■ BLOCCO DI TESTO
=====

Se ti guardi allo specchio cosa vedi?

«Una ragazza soddisfatta di quello che ho fatto. Un’Arianna felice. Ariete è felice. Il mio personaggio sono io».

Nelle “Giornate noiose” che fai?

«Esco, vado a quel solito ristorante, trovo gente amica. Oppure sto a casa, scrollo, leggo. Gioco alla play, faccio una passeggiata. Dipende molto dal mood della giornata. A volte sto semplicemente ad assorbire la noia passivamente».

L’amore come lo vivi?

«Canto quasi sempre storie vere, ogni tanto racconto di altri. In questo momento sono innamorata».

Con Madame canti “Cicatrici”. Quali sono le tue?

«Oltre a quelle fisiche che ho ovunque, le mie cicatrici sono i segni delle storie d’amore finite, il rapporto con mio padre che ora è stabile ma prima faceva veramente male ed era molto difficile da gestire. La scuola, anzi vorrei non averla più quella cicatrice, vorrei chiudere e appallottolare tutto. Mi sono divertita, ma soprattutto negli ultimi due anni ho super sofferto. La situazione poco stabile di mio fratello, sono cresciuta da sola, perché c’erano problemi più grandi di me che stavo a casa da sola a 12 anni. Quella parte della mia vita è sicuramente una cicatrice».

=====

■ ESTRATTO DEL MATERIALE
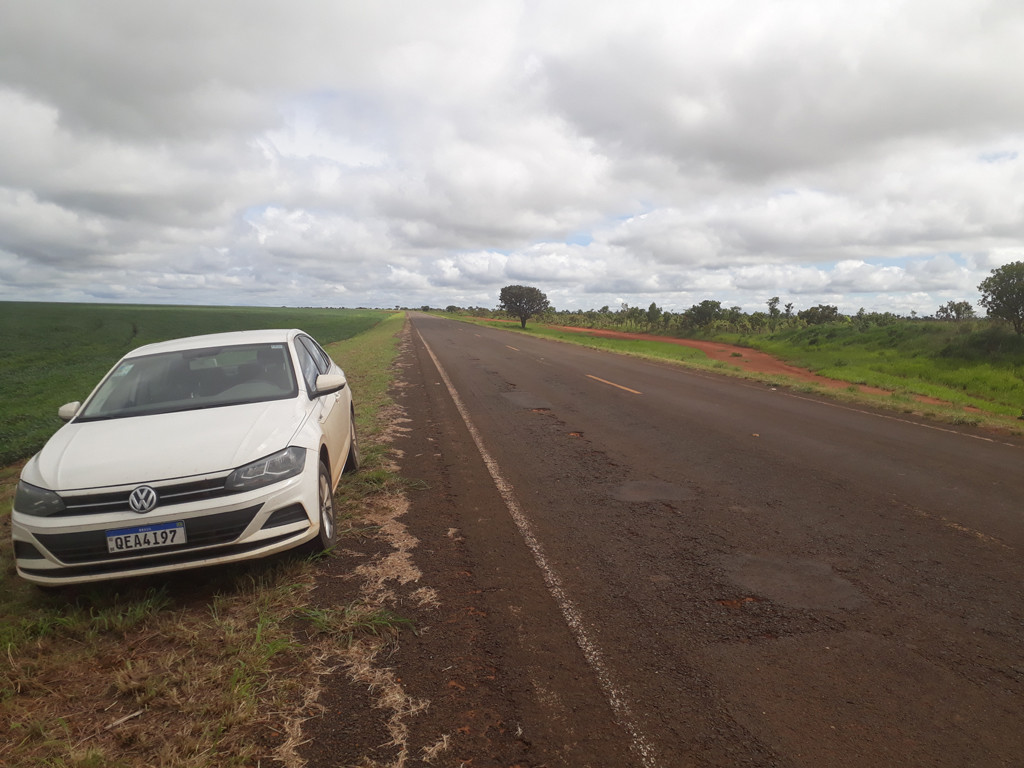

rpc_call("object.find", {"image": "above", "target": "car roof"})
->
[125,328,304,357]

=====

■ COMPITI ASSEGNATI
A: Nell'intervista ad Ariete, con chi canta il brano «Cicatrici»?
B: Riprendi l'intervista ad Ariete e proseguila dopo l'ultima risposta riportata.

■ RISPOSTE AI COMPITI
A: Con Madame.

B:
Con Franco 126 invece canti “Fragili”. Hai paura di mostrare la tua fragilità?

«Sono una persona che tende a tenersi tutto molto dentro, ad autorisolvermi i problemi. Forse perché conosco gli psicologi da quando sono piccola perché ci andava mio fratello e c’erano le sedute di famiglia. Tendevo a risolvermi tutto da sola. E non ci sono mai andata da uno psicologo da sola non perché non penso sia importante ma perché ho trovato un mio metodo, scansiono le cose nella mia testa, risolvo il problema».

Un difetto o pregio?

«Mi fido delle persone, dovrei saperlo, ho 20 anni faccio la cantante, non dovrei fidarmi di tutti. E invece lo faccio. Potrebbe essere un pregio, ma siccome di batoste ne ho già prese tante, temo sia un difetto».